### Exercise brief
Please write out every line of the records below word for word, leaving out the pictures.

╭─ Given records

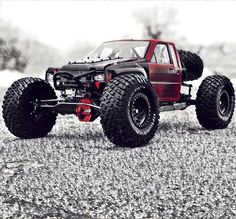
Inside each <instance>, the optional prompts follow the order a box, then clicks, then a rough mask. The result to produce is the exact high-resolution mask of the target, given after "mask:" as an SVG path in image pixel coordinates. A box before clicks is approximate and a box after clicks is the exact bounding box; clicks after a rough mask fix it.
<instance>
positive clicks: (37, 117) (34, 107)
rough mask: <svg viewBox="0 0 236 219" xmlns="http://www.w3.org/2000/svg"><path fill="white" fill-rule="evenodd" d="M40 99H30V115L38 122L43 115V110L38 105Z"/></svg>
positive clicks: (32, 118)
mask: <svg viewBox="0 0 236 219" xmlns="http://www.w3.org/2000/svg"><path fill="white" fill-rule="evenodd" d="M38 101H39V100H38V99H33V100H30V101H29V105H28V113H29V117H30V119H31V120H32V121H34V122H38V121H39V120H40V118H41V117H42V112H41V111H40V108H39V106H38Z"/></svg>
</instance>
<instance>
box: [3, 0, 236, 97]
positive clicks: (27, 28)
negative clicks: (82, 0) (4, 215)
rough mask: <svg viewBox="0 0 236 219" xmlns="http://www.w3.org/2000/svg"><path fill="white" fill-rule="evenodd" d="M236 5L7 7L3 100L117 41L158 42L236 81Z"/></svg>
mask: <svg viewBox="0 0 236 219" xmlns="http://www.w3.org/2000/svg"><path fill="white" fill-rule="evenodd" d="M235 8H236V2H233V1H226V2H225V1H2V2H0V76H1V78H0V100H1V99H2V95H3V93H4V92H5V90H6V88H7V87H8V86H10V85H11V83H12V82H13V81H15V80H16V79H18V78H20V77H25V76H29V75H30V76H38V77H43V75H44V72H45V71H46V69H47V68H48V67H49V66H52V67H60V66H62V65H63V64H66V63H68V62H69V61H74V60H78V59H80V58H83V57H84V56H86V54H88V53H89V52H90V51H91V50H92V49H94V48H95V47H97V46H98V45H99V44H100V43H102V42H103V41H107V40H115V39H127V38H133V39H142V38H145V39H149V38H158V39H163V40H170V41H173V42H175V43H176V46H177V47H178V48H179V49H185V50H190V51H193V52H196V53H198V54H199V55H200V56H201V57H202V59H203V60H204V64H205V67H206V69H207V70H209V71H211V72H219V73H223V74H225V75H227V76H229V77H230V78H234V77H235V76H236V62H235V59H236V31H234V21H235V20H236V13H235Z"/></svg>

╰─

### Result of this task
Inside each <instance>, the optional prompts follow the order a box, then clicks, then a rough mask. The result to produce is the exact high-resolution mask of the target, given after "mask:" as an SVG path in image pixel coordinates. A box before clicks is approximate and a box after clicks is the exact bounding box; clicks after a rough mask fix it.
<instance>
positive clicks: (37, 117) (34, 107)
rough mask: <svg viewBox="0 0 236 219" xmlns="http://www.w3.org/2000/svg"><path fill="white" fill-rule="evenodd" d="M40 99H30V115L38 122L43 115V110L38 105Z"/></svg>
positive clicks: (32, 118)
mask: <svg viewBox="0 0 236 219" xmlns="http://www.w3.org/2000/svg"><path fill="white" fill-rule="evenodd" d="M38 101H39V100H38V99H33V100H30V101H29V105H28V113H29V117H30V119H31V120H32V121H34V122H38V121H39V120H40V118H41V117H42V112H41V111H40V108H39V106H38Z"/></svg>
</instance>
<instance>
box: [3, 0, 236, 97]
positive clicks: (27, 28)
negative clicks: (82, 0) (4, 215)
rough mask: <svg viewBox="0 0 236 219" xmlns="http://www.w3.org/2000/svg"><path fill="white" fill-rule="evenodd" d="M236 5L7 7L3 100L117 41L158 42L236 81Z"/></svg>
mask: <svg viewBox="0 0 236 219" xmlns="http://www.w3.org/2000/svg"><path fill="white" fill-rule="evenodd" d="M235 8H236V2H233V1H226V2H225V1H2V2H0V76H1V78H0V100H1V99H2V95H3V93H4V92H5V90H6V88H7V87H8V86H10V85H11V83H12V82H13V81H15V80H16V79H18V78H20V77H25V76H29V75H30V76H38V77H43V75H44V72H45V71H46V69H47V68H48V67H49V66H52V67H60V66H62V65H63V64H66V63H68V62H69V61H74V60H78V59H80V58H83V57H84V56H86V54H88V53H89V52H90V51H91V50H92V49H94V48H95V47H97V46H98V45H99V44H100V43H102V42H103V41H107V40H115V39H127V38H133V39H142V38H145V39H149V38H158V39H163V40H170V41H173V42H175V43H176V46H177V47H178V48H179V49H185V50H190V51H193V52H196V53H198V54H199V55H200V56H201V57H202V59H203V60H204V64H205V67H206V69H207V70H209V71H211V72H219V73H223V74H225V75H227V76H229V77H230V78H234V77H235V76H236V62H235V59H236V31H234V21H235V20H236V13H235Z"/></svg>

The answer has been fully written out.